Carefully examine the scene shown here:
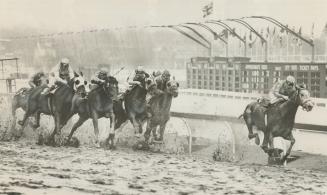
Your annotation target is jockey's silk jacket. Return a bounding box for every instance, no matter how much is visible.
[269,80,295,100]
[49,63,74,85]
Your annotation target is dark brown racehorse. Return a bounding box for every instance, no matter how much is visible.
[116,78,157,137]
[240,86,314,162]
[18,73,86,144]
[11,79,47,133]
[67,76,118,148]
[144,80,179,142]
• • • • •
Stated exercise. Put the lines of the data above into a JSON list of strings with one string per line and no entries for blank lines. Leave out the pictures.

Exercise answer.
[
  "Carefully examine the scene shown here:",
  "Your annotation target is jockey's silk jacket. Return a bounding box for every instance, no matter how much is visible.",
  "[269,80,295,100]",
  "[49,63,74,85]",
  "Your annotation target is dark brown racehorse. Return a bounding box for every instance, no matter how much is visible.",
  "[116,78,157,137]",
  "[240,86,314,162]",
  "[18,73,86,144]",
  "[11,79,47,133]",
  "[67,76,118,148]",
  "[144,80,179,142]"
]